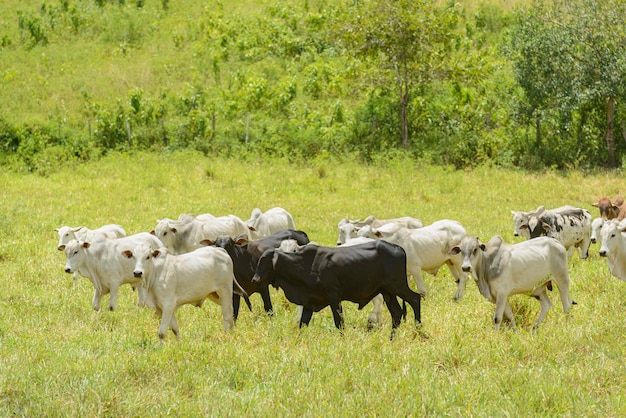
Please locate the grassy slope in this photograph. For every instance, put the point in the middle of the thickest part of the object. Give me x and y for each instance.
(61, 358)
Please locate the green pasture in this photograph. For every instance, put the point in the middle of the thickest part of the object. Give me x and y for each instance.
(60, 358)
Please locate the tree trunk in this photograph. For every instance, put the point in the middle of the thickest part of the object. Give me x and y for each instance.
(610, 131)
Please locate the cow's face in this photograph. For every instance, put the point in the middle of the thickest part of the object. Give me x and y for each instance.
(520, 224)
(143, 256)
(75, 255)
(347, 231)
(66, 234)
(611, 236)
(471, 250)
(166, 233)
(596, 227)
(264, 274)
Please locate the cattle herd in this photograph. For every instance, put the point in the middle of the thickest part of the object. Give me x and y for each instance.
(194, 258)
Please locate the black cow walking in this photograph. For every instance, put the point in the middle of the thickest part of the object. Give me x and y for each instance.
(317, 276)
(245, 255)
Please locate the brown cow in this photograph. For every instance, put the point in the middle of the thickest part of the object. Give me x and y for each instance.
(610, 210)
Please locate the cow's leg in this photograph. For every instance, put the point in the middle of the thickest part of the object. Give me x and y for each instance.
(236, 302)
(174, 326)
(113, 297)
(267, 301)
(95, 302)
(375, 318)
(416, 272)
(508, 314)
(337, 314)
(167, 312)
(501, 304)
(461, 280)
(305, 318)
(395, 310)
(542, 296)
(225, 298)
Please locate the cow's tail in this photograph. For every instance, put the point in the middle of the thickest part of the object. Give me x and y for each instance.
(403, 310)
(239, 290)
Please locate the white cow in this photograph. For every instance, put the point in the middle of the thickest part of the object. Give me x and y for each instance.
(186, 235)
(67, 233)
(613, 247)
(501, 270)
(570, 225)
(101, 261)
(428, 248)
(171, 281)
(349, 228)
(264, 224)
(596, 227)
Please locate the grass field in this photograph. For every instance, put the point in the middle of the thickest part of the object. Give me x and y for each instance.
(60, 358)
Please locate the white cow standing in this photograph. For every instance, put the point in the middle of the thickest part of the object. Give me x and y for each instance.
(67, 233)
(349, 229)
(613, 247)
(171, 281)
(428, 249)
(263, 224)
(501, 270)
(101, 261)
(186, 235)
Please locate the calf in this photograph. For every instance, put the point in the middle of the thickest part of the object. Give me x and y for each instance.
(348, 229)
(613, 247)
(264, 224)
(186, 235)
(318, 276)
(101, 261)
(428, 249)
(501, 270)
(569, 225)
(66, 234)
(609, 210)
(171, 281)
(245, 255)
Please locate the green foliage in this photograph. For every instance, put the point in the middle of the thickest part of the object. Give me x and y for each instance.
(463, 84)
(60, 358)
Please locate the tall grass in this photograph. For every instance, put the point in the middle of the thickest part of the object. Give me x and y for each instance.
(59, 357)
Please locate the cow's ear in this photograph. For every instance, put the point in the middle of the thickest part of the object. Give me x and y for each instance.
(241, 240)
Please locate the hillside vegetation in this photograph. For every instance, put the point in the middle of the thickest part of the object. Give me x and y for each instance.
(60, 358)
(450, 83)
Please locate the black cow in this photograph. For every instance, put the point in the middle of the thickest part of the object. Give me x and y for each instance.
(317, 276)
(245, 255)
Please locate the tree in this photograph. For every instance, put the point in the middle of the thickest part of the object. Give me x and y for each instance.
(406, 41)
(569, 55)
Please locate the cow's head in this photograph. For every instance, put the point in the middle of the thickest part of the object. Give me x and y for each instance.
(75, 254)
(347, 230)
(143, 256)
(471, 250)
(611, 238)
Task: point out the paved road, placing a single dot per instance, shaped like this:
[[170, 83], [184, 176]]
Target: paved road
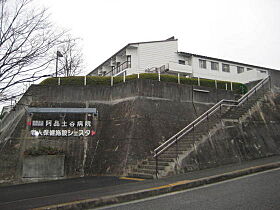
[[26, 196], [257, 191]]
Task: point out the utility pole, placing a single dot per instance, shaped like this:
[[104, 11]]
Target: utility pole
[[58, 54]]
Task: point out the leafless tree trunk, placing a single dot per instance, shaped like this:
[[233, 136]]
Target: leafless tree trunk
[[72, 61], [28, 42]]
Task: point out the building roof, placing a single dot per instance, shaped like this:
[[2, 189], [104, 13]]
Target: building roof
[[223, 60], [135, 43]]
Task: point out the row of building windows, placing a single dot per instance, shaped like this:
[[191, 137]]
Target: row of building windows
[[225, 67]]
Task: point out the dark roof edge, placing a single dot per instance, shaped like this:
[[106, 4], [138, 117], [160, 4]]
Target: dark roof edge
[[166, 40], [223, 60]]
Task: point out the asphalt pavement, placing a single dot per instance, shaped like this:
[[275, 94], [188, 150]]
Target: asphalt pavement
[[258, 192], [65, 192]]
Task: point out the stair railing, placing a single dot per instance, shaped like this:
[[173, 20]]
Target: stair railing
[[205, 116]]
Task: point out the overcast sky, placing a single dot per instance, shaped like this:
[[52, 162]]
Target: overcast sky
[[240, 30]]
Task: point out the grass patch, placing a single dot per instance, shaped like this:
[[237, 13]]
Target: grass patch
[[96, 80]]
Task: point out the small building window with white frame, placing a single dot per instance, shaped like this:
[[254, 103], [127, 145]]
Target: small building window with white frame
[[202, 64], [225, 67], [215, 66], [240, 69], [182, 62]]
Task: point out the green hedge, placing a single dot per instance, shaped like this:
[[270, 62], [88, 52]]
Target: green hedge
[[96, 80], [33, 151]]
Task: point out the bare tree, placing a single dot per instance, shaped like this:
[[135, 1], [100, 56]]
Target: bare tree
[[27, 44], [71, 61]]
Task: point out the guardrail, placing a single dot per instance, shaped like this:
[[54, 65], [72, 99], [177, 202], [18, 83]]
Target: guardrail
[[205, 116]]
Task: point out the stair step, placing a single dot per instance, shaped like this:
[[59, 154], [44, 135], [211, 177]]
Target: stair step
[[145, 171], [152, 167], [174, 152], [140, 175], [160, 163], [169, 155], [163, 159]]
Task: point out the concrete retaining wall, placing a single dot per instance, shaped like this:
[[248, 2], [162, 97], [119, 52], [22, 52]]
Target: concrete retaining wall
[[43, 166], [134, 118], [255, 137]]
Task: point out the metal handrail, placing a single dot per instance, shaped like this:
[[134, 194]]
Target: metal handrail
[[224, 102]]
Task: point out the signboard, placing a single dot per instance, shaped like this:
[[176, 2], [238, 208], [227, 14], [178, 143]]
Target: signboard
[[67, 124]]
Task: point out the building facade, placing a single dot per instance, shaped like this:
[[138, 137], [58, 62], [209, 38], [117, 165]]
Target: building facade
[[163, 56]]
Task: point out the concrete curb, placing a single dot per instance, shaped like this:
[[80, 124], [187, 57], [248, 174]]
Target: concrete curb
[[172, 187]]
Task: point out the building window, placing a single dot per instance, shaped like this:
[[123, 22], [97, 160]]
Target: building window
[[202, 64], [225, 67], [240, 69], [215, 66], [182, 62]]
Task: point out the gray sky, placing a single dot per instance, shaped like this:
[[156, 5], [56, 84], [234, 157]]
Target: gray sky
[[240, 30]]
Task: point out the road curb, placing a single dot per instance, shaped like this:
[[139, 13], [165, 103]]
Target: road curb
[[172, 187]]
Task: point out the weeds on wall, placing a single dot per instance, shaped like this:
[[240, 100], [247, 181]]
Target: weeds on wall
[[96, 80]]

★ ★ ★

## Work request:
The whole listing must be transcribed exactly. No pictures belong in the copy.

## Task output:
Please locate the grassy slope in this photograph. For every instance, put the point in the middle of the thickest part of the object. Give me x and y for each instance.
(61, 358)
Please locate the green pasture in this photograph. For every instance, put the point in the middle of the thickest part of the object. Give me x and y for each instance.
(60, 358)
Please locate the tree trunk in this photograph. For every instance, put the point in the middle of the thickest part of the object. Give me x and y for each instance.
(610, 131)
Please locate the cow's face in this photograph. For every instance, put the point in the middle of the thickest part of the object. Give me x and y for each instance.
(520, 224)
(143, 256)
(75, 255)
(347, 231)
(66, 234)
(611, 236)
(471, 250)
(166, 233)
(596, 227)
(264, 274)
Please locate the cattle herd in this photograph. For every instance, put the point in the middle of the thickest part of the object. Give me x and y for each instance.
(194, 258)
Please locate the black cow walking in this photograph. For every instance, put the point in the middle of the thickest part of the object. Give me x and y for each instance.
(317, 276)
(245, 255)
Please locate the brown cow in this photograph. For every instance, put the point in the middle of the thickest part of the object. Give me x and y for each instance.
(610, 210)
Please locate the cow's leg in this photograph. For every instance, put the point in the middle of the thickest part of the object. Give me x and y for each instance.
(236, 302)
(174, 326)
(113, 297)
(267, 301)
(95, 302)
(375, 318)
(416, 272)
(508, 314)
(337, 314)
(167, 312)
(501, 304)
(461, 280)
(305, 318)
(395, 310)
(542, 296)
(225, 298)
Please locate the cow's tail in this photograph. For every instance, put the point in the middle of the thickest part of the object. Give me x and y for each instance.
(403, 310)
(239, 290)
Please locate the white cow in this photograph. For every instance, put the point in the middle of the thickest part of the object. Give me x and y for each instance.
(186, 235)
(67, 233)
(613, 247)
(501, 270)
(570, 225)
(101, 261)
(428, 248)
(171, 281)
(349, 228)
(264, 224)
(596, 227)
Please locate the grass field in this photograph. For every instance, put the point in the middle of the thickest part of the object. Give me x and y for each instance.
(60, 358)
Please locate the white cow standing in this photograph. For every instance, put the point in the middle of the thickest part of the object. Give me x and y for each instance.
(67, 233)
(349, 229)
(613, 247)
(171, 281)
(428, 249)
(263, 224)
(501, 270)
(101, 261)
(186, 235)
Please locate the calf in this photograph. For every instance, put the point in the middle of the thickest part of the object. Give me x and y for each instance.
(348, 229)
(613, 247)
(264, 224)
(186, 235)
(318, 276)
(101, 261)
(428, 249)
(501, 270)
(569, 225)
(66, 234)
(609, 210)
(171, 281)
(245, 255)
Please locate the green foliage in this photograph. For every instance, put the point in the middle of the thickest part of the object. Give me x and y for each instance.
(463, 84)
(60, 358)
Please locate the tall grass in this photograph. For every instance, put the point in the middle of the thickest part of the object. Give me x and y for each instance.
(59, 357)
Please locate the cow's ear in this photograph. For every instance, put the point in the middle of the thickest part of the object. Give me x and y for each instance.
(241, 240)
Please locate the hillside vegetation in this photograph. For every instance, put the point in the middle of the thickest part of the object. Give me x and y for each instance.
(60, 358)
(450, 83)
Please locate the black cow in this photograph. For every instance, put the point in the middle of the thickest part of the object. Give me x and y for each instance.
(317, 276)
(245, 255)
Please locate the tree in this photograph. For every instance, put the point in the middle of the thickest part of the object. Give me x and y for each instance.
(406, 41)
(569, 55)
Please locate the cow's head in this photograph. For every instance, put the point in the middle of the thickest part of the object. Give me x and y for each instance.
(75, 254)
(347, 230)
(143, 256)
(471, 250)
(611, 238)
Task: point out the paved road, placing a single dot per instance, shaped like this:
[[170, 83], [184, 176]]
Target: paved road
[[26, 196], [257, 191]]
Task: point out the utility pole, placing a single dot per instance, shaped like this:
[[104, 11]]
Target: utility pole
[[58, 54]]
Task: point out the leafless tree trunk, placing a single dot per instance, shaped like this:
[[233, 136]]
Target: leafless tree trunk
[[72, 61], [28, 42]]
Task: point out the building roof, placing a single dot per instance, shaped like this:
[[2, 189], [104, 13]]
Target: building roof
[[223, 60], [135, 43]]
Task: point out the row of building windows, placing a single dot per instance, shaped like this:
[[191, 137]]
Target: row of building windows
[[225, 67]]
Task: point out the dark roof edge, placing a single dot per instance, shaped like this:
[[106, 4], [138, 117], [160, 4]]
Target: dark roof edge
[[166, 40], [223, 60]]
Task: point out the asphalt pavement, placing a single dot per instance, shaped like this:
[[275, 94], [188, 150]]
Target: asphalt pavement
[[258, 192], [65, 192]]
Task: point out the stair railing, placing a single dot per instance, shaped like this:
[[173, 20]]
Target: stair railing
[[205, 116]]
Task: point out the overcast sky, placing a single dot per instance, shaped like this:
[[52, 162]]
Target: overcast sky
[[240, 30]]
Task: point out the grass patch, placing a single dot per instance, shaped like this:
[[237, 13]]
Target: grass patch
[[96, 80]]
Task: point out the small building window with white frame, placing a single dot per instance, shaped like this:
[[254, 103], [127, 145]]
Target: small building window with white frame
[[202, 64], [225, 67], [215, 66], [240, 69], [182, 62]]
Task: point out the green hedge, placing a single dot per instance, shaped like this:
[[270, 62], [88, 52]]
Target: green hedge
[[96, 80], [33, 151]]
Task: point out the bare tree, placing a single dot per instance, shaped like this:
[[135, 1], [100, 56]]
Target: bare tree
[[27, 44], [71, 61]]
Task: point out the guardrail, placing a single dot per instance, shaped like this:
[[54, 65], [72, 99], [177, 202], [18, 83]]
Target: guardrail
[[205, 116]]
Task: point out the stair step, placing a single dot per instance, shaped like this:
[[59, 154], [44, 135], [211, 177]]
Target: stair step
[[145, 171], [152, 167], [174, 152], [140, 175], [160, 163], [169, 155], [163, 159]]
Task: point out the concrete retaining wall, placing a single dot per instance, shaped like this:
[[248, 2], [162, 97], [119, 52], [22, 52]]
Target: concrete retaining wall
[[43, 166], [134, 118], [255, 137]]
Task: point out the metal handrail, placing a single dot per instance, shaped like this:
[[134, 194]]
Target: metal handrail
[[224, 102]]
Task: point out the signboard, placing a single dot per instance, shaped like this:
[[176, 2], [238, 208], [227, 14], [178, 143]]
Target: signboard
[[67, 124]]
Task: point out the building facade, placing a single dot per instance, shaped like this:
[[138, 137], [58, 62], [209, 38], [117, 165]]
Target: building facade
[[163, 56]]
Task: point out the concrete curb, placing a single dot per instance, shaped like this:
[[80, 124], [187, 57], [248, 174]]
Target: concrete curb
[[172, 187]]
Task: point out the building window, placing a single dot per instance, shaped like this:
[[123, 22], [97, 160]]
Target: building window
[[202, 64], [225, 67], [240, 69], [215, 66], [182, 62]]
Task: point out the gray sky, placing a single dot per instance, shaped like this:
[[156, 5], [56, 84], [234, 157]]
Target: gray sky
[[240, 30]]
Task: point out the road curb, placing a single dot per instance, shaped like this:
[[139, 13], [165, 103]]
Target: road curb
[[172, 187]]
Task: point out the weeds on wall, placing a single dot per instance, shaped like this:
[[240, 100], [247, 181]]
Target: weeds on wall
[[96, 80]]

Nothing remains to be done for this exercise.